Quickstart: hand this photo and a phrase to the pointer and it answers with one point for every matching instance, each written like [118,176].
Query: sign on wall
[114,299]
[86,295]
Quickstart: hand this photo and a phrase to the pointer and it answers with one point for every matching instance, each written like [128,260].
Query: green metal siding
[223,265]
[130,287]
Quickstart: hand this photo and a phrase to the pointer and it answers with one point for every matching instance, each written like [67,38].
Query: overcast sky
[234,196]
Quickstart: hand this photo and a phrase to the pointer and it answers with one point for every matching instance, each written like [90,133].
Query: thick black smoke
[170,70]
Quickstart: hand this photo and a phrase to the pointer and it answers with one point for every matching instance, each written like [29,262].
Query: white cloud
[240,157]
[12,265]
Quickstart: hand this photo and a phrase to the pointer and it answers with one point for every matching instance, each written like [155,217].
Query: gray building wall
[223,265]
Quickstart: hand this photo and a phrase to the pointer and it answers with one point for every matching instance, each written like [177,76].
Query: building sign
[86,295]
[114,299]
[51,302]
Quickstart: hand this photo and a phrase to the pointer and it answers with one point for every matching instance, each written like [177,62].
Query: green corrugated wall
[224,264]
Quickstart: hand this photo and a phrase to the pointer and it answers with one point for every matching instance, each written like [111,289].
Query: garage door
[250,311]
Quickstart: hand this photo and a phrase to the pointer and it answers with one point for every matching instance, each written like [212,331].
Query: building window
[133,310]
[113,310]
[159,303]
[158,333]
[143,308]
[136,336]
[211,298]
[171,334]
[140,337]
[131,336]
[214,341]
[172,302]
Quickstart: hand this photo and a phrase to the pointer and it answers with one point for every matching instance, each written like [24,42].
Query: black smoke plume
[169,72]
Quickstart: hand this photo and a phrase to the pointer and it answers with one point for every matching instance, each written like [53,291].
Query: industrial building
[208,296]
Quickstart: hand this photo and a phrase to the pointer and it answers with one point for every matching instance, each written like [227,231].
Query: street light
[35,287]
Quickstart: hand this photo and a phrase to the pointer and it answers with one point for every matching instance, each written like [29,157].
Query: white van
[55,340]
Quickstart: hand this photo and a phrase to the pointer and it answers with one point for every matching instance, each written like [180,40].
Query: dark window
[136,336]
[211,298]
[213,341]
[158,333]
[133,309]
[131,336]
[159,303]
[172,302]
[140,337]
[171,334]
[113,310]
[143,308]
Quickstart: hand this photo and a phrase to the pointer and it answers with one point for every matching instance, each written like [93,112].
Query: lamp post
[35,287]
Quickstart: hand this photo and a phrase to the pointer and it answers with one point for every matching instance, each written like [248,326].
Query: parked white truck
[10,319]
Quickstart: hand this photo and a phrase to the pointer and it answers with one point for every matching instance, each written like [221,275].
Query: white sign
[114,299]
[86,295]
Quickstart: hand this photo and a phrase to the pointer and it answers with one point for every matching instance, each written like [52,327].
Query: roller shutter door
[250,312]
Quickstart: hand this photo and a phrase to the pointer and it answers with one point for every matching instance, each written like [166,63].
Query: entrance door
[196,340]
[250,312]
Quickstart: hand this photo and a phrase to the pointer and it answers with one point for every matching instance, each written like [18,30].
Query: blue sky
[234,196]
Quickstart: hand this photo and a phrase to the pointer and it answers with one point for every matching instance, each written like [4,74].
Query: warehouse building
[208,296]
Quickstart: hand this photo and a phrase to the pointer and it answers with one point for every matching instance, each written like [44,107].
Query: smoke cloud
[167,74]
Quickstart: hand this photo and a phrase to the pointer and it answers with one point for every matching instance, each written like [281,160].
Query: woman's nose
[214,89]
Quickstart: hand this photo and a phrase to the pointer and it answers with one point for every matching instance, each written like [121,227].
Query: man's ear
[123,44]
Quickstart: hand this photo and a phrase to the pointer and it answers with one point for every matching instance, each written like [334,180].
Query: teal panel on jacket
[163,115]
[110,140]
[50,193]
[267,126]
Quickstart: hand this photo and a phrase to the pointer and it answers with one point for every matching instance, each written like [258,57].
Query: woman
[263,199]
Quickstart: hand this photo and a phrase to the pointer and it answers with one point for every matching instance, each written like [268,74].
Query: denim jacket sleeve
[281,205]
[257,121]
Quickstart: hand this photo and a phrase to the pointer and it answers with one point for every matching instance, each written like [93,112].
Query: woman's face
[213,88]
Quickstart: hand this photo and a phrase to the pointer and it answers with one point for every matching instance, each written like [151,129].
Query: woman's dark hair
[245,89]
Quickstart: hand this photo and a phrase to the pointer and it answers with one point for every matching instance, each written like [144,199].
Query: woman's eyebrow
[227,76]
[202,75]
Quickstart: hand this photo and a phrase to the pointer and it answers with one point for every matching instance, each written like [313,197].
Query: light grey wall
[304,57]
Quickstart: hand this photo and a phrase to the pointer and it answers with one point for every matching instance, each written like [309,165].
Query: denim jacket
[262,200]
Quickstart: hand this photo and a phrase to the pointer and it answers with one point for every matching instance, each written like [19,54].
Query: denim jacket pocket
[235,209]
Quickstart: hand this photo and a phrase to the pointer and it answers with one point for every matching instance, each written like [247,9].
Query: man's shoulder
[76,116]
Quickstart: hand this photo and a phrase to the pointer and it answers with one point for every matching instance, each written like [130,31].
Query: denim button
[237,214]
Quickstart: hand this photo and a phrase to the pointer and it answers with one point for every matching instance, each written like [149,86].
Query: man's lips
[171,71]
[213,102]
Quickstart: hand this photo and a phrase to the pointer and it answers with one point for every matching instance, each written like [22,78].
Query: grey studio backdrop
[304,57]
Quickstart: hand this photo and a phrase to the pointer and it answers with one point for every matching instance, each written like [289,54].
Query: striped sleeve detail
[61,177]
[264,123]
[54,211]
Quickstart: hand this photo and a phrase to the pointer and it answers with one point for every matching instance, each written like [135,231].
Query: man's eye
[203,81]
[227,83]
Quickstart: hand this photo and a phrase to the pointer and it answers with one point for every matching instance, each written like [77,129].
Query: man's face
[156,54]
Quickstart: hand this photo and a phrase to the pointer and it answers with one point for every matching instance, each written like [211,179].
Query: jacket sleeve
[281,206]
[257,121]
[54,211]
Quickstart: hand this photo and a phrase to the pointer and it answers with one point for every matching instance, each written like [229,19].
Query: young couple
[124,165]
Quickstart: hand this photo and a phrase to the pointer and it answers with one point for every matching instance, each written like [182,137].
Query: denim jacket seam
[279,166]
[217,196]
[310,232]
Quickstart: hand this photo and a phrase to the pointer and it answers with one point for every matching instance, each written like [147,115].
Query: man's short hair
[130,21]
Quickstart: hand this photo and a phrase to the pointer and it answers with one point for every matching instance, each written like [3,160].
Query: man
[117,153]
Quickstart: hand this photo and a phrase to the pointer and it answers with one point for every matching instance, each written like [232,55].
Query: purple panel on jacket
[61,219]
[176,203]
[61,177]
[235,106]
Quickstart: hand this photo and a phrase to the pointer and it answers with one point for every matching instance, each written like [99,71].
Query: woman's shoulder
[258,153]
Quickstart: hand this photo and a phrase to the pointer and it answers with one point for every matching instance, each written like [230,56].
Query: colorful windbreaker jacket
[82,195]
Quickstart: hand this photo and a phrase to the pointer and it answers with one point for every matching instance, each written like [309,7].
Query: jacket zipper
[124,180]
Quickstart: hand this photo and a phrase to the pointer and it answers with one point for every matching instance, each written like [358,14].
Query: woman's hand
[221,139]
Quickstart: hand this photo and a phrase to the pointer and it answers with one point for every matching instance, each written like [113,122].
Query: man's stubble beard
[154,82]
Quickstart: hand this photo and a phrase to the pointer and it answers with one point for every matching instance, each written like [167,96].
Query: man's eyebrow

** Requirement **
Output each entry exactly as written, leaving none out.

** Response to this exercise **
Quickstart: hand this photo and a phrase to the pointer and it answers with one point for every matching instance, each written like [118,176].
Query: sign on wall
[114,299]
[86,295]
Quickstart: hand this photo and a phrase to the pointer and it answers with one point for every matching instance, each written like [128,260].
Query: green metal siding
[223,265]
[130,287]
Quickstart: hand this photo and a phrase to the pointer and it answers with one point for every matching instance, each written like [67,38].
Query: overcast sky
[234,196]
Quickstart: hand this photo and a phrase to the pointer and it answers with one point for every matching instance, each written like [90,133].
Query: thick black smoke
[170,70]
Quickstart: hand this photo and a phrase to the pointer and it answers with one point for every matching instance, each written like [29,262].
Query: white cloud
[240,157]
[12,265]
Quickstart: hand this photo and a phrase to the pointer and it answers with one point for every matching instance, each written like [155,217].
Query: gray building wall
[223,265]
Quickstart: hand this photo and a phrase to the pointer and it answers with one point for every matching instance, each written like [177,76].
Query: building sign
[86,295]
[114,299]
[51,302]
Quickstart: hand this photo and a phrase to the pointer and it answers with one point for every matching instance, each written like [177,62].
Query: green corrugated wall
[224,264]
Quickstart: hand this photo and a phrase to the pointer and it answers with one point for every matching instance, each written like [111,289].
Query: garage door
[250,311]
Quickstart: hand this photo and a phrase to the pointer and it answers with one point for every matching instance, each written like [212,331].
Query: building window
[133,310]
[113,310]
[159,303]
[158,333]
[143,308]
[136,336]
[211,298]
[171,334]
[140,337]
[131,336]
[214,341]
[172,302]
Quickstart: hand this photo and a phrase to the pointer and it answers with one point for every matching instance, each written like [24,42].
Query: black smoke plume
[169,72]
Quickstart: hand this photo and a phrase to the pointer and it answers with one point for every matching instance, each written like [53,291].
Query: industrial building
[208,296]
Quickstart: hand this photo and a phrase to the pointer and it answers with one point for every matching instance, each written like [227,231].
Query: street light
[35,287]
Quickstart: hand this photo and a phrase to the pointer and it answers with one point for every matching instance, each written like [29,157].
Query: white van
[55,340]
Quickstart: hand this photo and a phrase to the pointer and it answers with one point for every matching instance, each written like [180,40].
Query: dark window
[136,336]
[211,298]
[213,341]
[158,333]
[133,309]
[131,336]
[159,303]
[172,302]
[140,337]
[171,334]
[113,310]
[143,308]
Quickstart: hand this photo and a phrase to the pointer and it answers with one point for every matching instance, each written like [93,112].
Query: lamp post
[35,287]
Quickstart: hand this photo and a phrase to the pointer and it answers with one point for every matching instance, each written like [248,326].
Query: parked white truck
[10,319]
Quickstart: hand this photo and a phrase to the pointer and it answers with one point for every matching instance, each written like [221,275].
Query: white sign
[114,299]
[86,295]
Quickstart: hand this photo and a phrase to the pointer and it answers with one point for every matching instance, each written like [52,327].
Query: roller shutter door
[250,312]
Quickstart: hand this photo and a phrase to the pointer and it answers with one point for every matching instance, each written like [166,63].
Query: entrance door
[196,340]
[250,312]
Quickstart: hand this photo and a phrase to the pointer and it answers with one point for every matching instance, each written like [18,30].
Query: blue sky
[234,196]
Quickstart: hand this photo and a phrase to the pointer and it answers with one point for every matching instance, each written like [4,74].
Query: warehouse building
[208,296]
Quickstart: hand this photo and a phrase to the pointer and it answers with one point for every matching instance, each written like [44,107].
Query: smoke cloud
[167,74]
Quickstart: hand this photo and a phrase to the pointer and it answers with one point for every matching instance, each written like [281,160].
Query: woman's nose
[214,89]
Quickstart: hand this photo and a phrase to the pointer and it answers with one point for every matching instance, each written like [121,227].
Query: man's ear
[123,44]
Quickstart: hand this photo and a phrase to the pointer and it answers with one point for every matching instance, each written like [334,180].
Query: teal panel on jacket
[163,115]
[110,140]
[50,193]
[267,126]
Quickstart: hand this photo and a phrase to the pointer and it answers with one point for every matching instance, each written like [258,57].
Query: woman
[263,199]
Quickstart: hand this photo and a phrase to the pointer and it answers with one point for every matching instance, each written like [268,74].
Query: denim jacket sleeve
[281,205]
[257,121]
Quickstart: hand this photo and a phrase to the pointer and it answers with one point for every matching instance, each written like [93,112].
Query: woman's face
[213,88]
Quickstart: hand this photo and a phrase to the pointer and it answers with one point for every matching instance, each written like [151,129].
Query: woman's dark hair
[245,89]
Quickstart: hand this photo and a phrase to the pointer and it answers with one point for every matching instance, each written like [144,199].
Query: woman's eyebrow
[227,76]
[202,75]
Quickstart: hand this photo and a phrase to the pointer and it answers with one point for every matching instance, each written like [313,197].
Query: light grey wall
[304,57]
Quickstart: hand this photo and a phrase to the pointer and it answers with one point for every matching instance, each written like [309,165].
Query: denim jacket
[262,200]
Quickstart: hand this photo and a phrase to the pointer and it answers with one point for every matching instance, each written like [19,54].
Query: denim jacket pocket
[235,209]
Quickstart: hand this photo and a phrase to the pointer and it answers with one point for every matching instance, each written like [247,9].
Query: man's shoulder
[76,116]
Quickstart: hand this photo and a phrase to the pointer and it answers with one point for every matching instance, each written like [130,31].
Query: denim button
[237,214]
Quickstart: hand this photo and a phrase to the pointer and it answers with one point for every matching instance, each written like [149,86].
Query: man's lips
[171,71]
[213,102]
Quickstart: hand this photo and a phrase to the pointer and it answers with one point for every matching instance, each written like [22,78].
Query: grey studio backdrop
[304,57]
Quickstart: hand this photo and a phrase to the pointer and it answers with one point for every matching instance, each written like [289,54].
Query: striped sleeve detail
[61,177]
[264,123]
[54,211]
Quickstart: hand this photo and a phrase to the pointer and it answers with one point for every matching instance, each written like [135,231].
Query: man's eye
[203,81]
[227,83]
Quickstart: hand this photo and a phrase to the pointer and it answers with one point for every matching instance, each written like [77,129].
Query: man's face
[156,54]
Quickstart: hand this photo and a phrase to the pointer and it answers with one point for every matching instance, each written like [211,179].
Query: jacket sleeve
[281,206]
[257,121]
[54,211]
Quickstart: hand this photo and a phrase to the pointer and it answers with one point for every matching instance, each written like [229,19].
Query: young couple
[124,165]
Quickstart: hand this photo and a phrase to the pointer and it answers with one point for every matching instance, each written like [182,137].
Query: denim jacket seam
[279,166]
[217,196]
[310,232]
Quickstart: hand this photo and a phrase to the pointer and it answers with one point for every matching instance, each written like [147,115].
Query: man's short hair
[130,21]
Quickstart: hand this photo and a phrase to the pointer and it answers with one point for every matching instance, each written like [3,160].
Query: man
[117,153]
Quickstart: hand this photo and a phrase to the pointer and it answers with one point for every matching instance, each written like [232,55].
Query: purple panel on jacket
[61,219]
[176,203]
[61,177]
[235,106]
Quickstart: hand this photo and a phrase to the pointer and it answers with one point for every matching instance, each written like [99,71].
Query: woman's shoulder
[258,153]
Quickstart: hand this photo and a phrase to the pointer and it answers with one point for every matching instance, each written like [230,56].
Query: colorful windbreaker jacket
[82,195]
Quickstart: hand this photo and a phrase to the pointer and it answers with one point for every matching instance, each written like [309,7].
Query: jacket zipper
[124,180]
Quickstart: hand this photo and a phrase to the pointer and it answers with one point for every matching instance, each written like [358,14].
Query: woman's hand
[221,139]
Quickstart: hand this photo and a phrase to the pointer and it answers with one point for every matching instance, each written like [113,122].
Query: man's stubble beard
[154,82]
Quickstart: hand this photo and a phrase to the pointer and it answers with one point for every matching instance, each written like [167,96].
Query: man's eyebrow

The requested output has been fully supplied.